##### Document #####

Fig. 1 UV-vis spectra of extracts of the mixture of DPPH˙ (0.23 mmol) and β-CD (0.45 mmol) in 15 mL of boiling phosphate buffer (0.1 M, pH 7.4) (—), acetate buffer (50 mM, pH 4.4) ([dash dash, graph caption]) and borate buffer (14 mM, pH 9.1) (– – –).

Fig. 2 Optimised structures of the inclusion complex of (a) DPPH˙ with β-CD and (b) DOPPH˙ with β-CD calculated by DFT (UB3LYP/3-21G:C-PCM solvation model parameterised for water).

Fig. 3 Spectral change observed for DPPH˙/β-CD (5.8 × 10⁻⁵ M) in borate buffer (25 mM, pH 9.1) at 298 K. Interval: 20 min.

The EPR spectrum of DPPH˙/β-CD observed in water at room temperature has the same g value (2.0036) and hyperfine coupling constant (7.8 G) as those of DPPH˙ in MeOH (2.0036 and 7.9 G, respectively) (see the Fig. S1, ESI†). A slightly small hyperfine coupling constant (14.6 G) was observed in water as compared to that in MeOH (15.2 G) for the EPR spectra recorded at 77 K (Fig. 4).

Fig. 4 EPR spectra of (a) DPPH˙/β-CD (1.0 × 10⁻⁵ M) in distilled water at 77 K and (b) DPPH˙ (1.0 × 10⁻⁵ M) in MeOH at 77 K.

When ascorbic acid (AscH₂) was added to the phosphate buffer solution (0.1 M, pH 7.4) of DPPH˙/β-CD, the band at 527 nm disappeared immediately with clear isosbestic points at 320, 338 and 431 nm as shown in Fig. 5a. Since the pK_a value of AscH₂ is reported to be 4.1,¹² AscH₂ undergoes deprotonation and exists in its anionic form, AscH⁻, in phosphate buffer solution (0.1 M, pH 7.4). Thus, this spectral change indicates that AscH⁻ efficiently scavenged DPPH˙ in phosphate buffer [eqn (1)]. When AscH⁻ was replaced by Trolox, a water-soluble analogue of α-tocopherol (vitamin E), a similar spectral change was observed due to the scavenging reaction of DPPH˙ by Trolox [Fig. 5b and eqn (2)].¹³

DPPH˙/β-CD + AscH⁻ → DPPH₂/β-CD + Asc˙⁻ (1)

DPPH˙/β-CD + Trolox → DPPH₂/β-CD + Trolox(−H)˙ (2)

#####

Work instructions: Repeat the passage of the DPPH˙ and β-CD text between "Fig. 2 Optimised" and "MeOH at 77 K.", inclusive, word for word. These entries have no connection to the text about DPPH˙ and β-CD.

##### Extracted data #####

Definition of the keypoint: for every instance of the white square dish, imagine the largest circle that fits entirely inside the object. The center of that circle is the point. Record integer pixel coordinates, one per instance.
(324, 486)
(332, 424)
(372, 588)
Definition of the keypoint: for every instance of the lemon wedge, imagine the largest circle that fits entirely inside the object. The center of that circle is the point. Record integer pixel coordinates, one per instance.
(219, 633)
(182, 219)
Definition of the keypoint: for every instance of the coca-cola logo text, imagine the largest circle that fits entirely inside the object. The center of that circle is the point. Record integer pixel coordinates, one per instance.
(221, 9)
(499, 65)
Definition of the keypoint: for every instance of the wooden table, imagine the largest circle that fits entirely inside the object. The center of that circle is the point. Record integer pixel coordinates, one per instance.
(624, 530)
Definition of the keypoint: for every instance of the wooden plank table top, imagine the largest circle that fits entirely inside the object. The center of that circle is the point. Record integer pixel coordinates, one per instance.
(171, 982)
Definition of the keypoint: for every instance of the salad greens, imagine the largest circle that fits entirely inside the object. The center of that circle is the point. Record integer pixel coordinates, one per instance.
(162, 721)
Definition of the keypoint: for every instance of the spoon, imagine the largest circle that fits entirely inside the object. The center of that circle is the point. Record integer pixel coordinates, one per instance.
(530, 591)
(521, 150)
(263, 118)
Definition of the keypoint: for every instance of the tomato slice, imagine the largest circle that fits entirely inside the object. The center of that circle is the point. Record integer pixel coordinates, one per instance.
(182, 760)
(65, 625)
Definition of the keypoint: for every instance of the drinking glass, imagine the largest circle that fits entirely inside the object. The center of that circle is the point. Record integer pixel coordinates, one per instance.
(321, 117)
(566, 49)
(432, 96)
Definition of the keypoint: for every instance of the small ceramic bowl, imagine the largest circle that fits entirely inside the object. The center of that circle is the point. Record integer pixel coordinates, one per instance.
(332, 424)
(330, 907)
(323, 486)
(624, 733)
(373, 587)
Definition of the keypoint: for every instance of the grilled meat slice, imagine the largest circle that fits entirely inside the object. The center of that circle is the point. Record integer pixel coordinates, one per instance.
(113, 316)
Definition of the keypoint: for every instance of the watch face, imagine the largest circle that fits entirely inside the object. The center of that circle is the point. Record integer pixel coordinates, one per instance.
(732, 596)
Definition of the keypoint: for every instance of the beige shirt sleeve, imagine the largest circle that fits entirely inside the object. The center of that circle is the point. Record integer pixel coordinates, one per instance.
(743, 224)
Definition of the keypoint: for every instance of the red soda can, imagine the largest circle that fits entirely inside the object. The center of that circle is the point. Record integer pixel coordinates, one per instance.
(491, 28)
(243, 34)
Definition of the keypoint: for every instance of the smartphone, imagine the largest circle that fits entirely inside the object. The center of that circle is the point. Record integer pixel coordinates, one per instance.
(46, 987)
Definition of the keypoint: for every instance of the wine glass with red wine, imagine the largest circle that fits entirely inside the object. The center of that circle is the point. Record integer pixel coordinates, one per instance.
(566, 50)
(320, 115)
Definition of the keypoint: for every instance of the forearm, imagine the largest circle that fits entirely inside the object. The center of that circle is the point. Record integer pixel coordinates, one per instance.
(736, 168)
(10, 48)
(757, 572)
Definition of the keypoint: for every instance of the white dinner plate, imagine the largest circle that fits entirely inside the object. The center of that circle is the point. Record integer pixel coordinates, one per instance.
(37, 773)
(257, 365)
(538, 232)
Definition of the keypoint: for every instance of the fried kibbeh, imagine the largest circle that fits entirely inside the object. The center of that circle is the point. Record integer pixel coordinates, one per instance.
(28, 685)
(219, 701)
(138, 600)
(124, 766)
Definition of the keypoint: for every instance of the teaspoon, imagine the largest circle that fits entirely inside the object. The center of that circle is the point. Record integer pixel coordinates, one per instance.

#####

Written answer:
Fig. 2 Optimised structures of the inclusion complex of (a) DPPH˙ with β-CD and (b) DOPPH˙ with β-CD calculated by DFT (UB3LYP/3-21G:C-PCM solvation model parameterised for water).

Fig. 3 Spectral change observed for DPPH˙/β-CD (5.8 × 10⁻⁵ M) in borate buffer (25 mM, pH 9.1) at 298 K. Interval: 20 min.

The EPR spectrum of DPPH˙/β-CD observed in water at room temperature has the same g value (2.0036) and hyperfine coupling constant (7.8 G) as those of DPPH˙ in MeOH (2.0036 and 7.9 G, respectively) (see the Fig. S1, ESI†). A slightly small hyperfine coupling constant (14.6 G) was observed in water as compared to that in MeOH (15.2 G) for the EPR spectra recorded at 77 K (Fig. 4).

Fig. 4 EPR spectra of (a) DPPH˙/β-CD (1.0 × 10⁻⁵ M) in distilled water at 77 K and (b) DPPH˙ (1.0 × 10⁻⁵ M) in MeOH at 77 K.